- PROBLEM -
Copy the whole listing below word for word, line by line, with nothing changed.

Start DATASET RECORDS

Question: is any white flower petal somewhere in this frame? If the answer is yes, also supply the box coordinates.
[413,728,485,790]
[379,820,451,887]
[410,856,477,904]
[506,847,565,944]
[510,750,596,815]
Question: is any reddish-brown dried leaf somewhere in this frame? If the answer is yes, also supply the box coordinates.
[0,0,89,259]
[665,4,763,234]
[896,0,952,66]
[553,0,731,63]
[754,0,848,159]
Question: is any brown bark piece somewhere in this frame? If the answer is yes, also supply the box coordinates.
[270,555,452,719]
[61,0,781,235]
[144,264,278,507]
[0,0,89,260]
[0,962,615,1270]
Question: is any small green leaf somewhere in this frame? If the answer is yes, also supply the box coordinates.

End DATASET RECORDS

- ANSWER TO THE PROBLEM -
Question: is any white flower petal somewhere in this frame? If the answer is yes, also supply the box coordinates.
[413,728,485,790]
[379,820,451,887]
[410,856,477,904]
[506,847,565,944]
[510,750,596,815]
Question: is any reddish-brown dried leaf somewhere in this frame? If the answer is yes, also supply the box coordinates.
[0,0,89,259]
[665,4,763,234]
[896,0,952,66]
[553,0,731,63]
[754,0,848,159]
Question: is any brown bark piece somewhere in this frame? If the answer is yes, also supply the box coordinates.
[270,555,452,719]
[61,0,781,235]
[144,264,278,507]
[0,0,89,260]
[0,962,615,1270]
Question: is any small green leaf somewhere in this frame? If the answer is yes, also supply the box coordinates.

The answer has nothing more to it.